Reproduce the oil-field discussion verbatim, from "Oil from the" through "to the state.".

- [DOCUMENT EXTRACT]:
•••
Oil from the SLK field is processed via a Gas Separation Plant and transferred via a 125km, 22,000 bopd capacity pipeline to the La Skhira coastal terminal from where it is shipped as a different blend to that of Zarzis. Again, the frequency of liftings is variable.
Most oil sale contracts are subject to a % allocation for “the domestic market”, beneficial ownership of which effectively passes to the state.
AGEOS
MG You are of course correct in citing the NHNL website as confirming the continued involvement of Emerald Resources as Operator.
I was relying on extensive notes made back in September which includes the following from
www.africaoilgasreport.com [search OML 141 Nigeria] dated April 10th 2019.
“The Nigerian government has approved the request to revoke the licences of six Oil Mining Leases (OML's) …..
Revocation is the ultimate penalty for defaulting on royalty payments.....
The acreages affected include.......OML-141, held by Emerald Resources whose principal, Emmanuel Egbogah, passed on recently [18.06.2018]”
The Emerald Energy Resources Ltd website [ www.emeraldngr.com ] cites under “OML-141 Joint Interest Ownership” the following which is at least 3 years out of date, as is the rest of the website which appears not to have been updated since the principal, Egbogah died:
Emerald Energy Resources Ltd 53.9% [note the * Operator]
Amni Oil & Gas Ltd 44.1% [ Note that this company is listed on the Nigerian Corporate Registry as inactive ]
Bluewater O & G Inv 2% [Note that Bluewater transferred its 2% to Supernova Energy B V]
Also note that Emerald Energy Resources Ltd RC 312274 is currently shown as “Status Inactive” on the Nigerian Corporate Registry www.cac.gov.ng
The above suggests the possibility that Emerald Energy retains the “Operator” interest but lost the “licence”, and my guess is that the “sole risk beneficial interest” lies with the latter ie with Noble Hill, and it's that which counts where ZEN is concerned.
AGEOS
MG, great summary of what is a highly complex scenario..
With regard to your query regarding Emerald Energy Resources Ltd, the company lost its licence in OML-141 [including the Risk Service Contract for OML-141 NW] in April 2019 as part of a revocation of seven block allocations by the Ministry of Petroleum Resources, subsequently ratified by the Government.
As far as I can ascertain, the RSC for OML-141 NW was acquired with 100% interest by NHNL [Noble Hill-Network Ltd] whilst the remainder of OML-141 [the offshore & majority area] reverted to the Government, with one possible exception, a 2% “working interest” apparently still held by Supernova Energy B V. Three other companies also had a stake but I'll spare you the details.
This suggests that 100% beneficial interest [less royalties & taxes] in OML-141 NW is held by NHNL, so ZEN is negotiating to acquire a portion of that interest, probably equivalent to an equity stake in the company, which I believe is limited to 49% max by state law.
•••
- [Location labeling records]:

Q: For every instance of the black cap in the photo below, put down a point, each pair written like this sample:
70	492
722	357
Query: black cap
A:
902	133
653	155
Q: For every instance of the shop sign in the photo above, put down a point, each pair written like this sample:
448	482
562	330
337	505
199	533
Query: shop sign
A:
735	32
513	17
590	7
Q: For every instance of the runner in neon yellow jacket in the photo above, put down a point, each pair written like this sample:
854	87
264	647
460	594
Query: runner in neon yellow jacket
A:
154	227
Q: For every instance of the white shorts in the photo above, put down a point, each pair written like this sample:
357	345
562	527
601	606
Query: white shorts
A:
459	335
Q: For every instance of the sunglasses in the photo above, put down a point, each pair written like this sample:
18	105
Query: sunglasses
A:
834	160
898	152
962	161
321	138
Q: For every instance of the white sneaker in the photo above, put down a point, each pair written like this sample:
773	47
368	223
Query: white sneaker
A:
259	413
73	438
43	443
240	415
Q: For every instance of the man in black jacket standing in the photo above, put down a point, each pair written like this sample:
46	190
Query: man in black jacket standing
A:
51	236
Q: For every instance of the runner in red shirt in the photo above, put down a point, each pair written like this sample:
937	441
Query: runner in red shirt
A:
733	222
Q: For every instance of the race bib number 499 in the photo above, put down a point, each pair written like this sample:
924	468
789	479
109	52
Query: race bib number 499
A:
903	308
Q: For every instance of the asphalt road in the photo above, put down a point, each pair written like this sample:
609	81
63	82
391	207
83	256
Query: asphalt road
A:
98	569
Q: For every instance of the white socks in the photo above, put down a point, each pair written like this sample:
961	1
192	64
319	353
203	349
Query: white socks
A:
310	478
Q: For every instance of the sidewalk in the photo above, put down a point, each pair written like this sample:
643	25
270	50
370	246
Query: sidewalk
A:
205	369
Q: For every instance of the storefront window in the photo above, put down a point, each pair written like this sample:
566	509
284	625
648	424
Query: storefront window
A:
•••
- [COMPLETED EXERCISE]:
Oil from the SLK field is processed via a Gas Separation Plant and transferred via a 125km, 22,000 bopd capacity pipeline to the La Skhira coastal terminal from where it is shipped as a different blend to that of Zarzis. Again, the frequency of liftings is variable.
Most oil sale contracts are subject to a % allocation for “the domestic market”, beneficial ownership of which effectively passes to the state.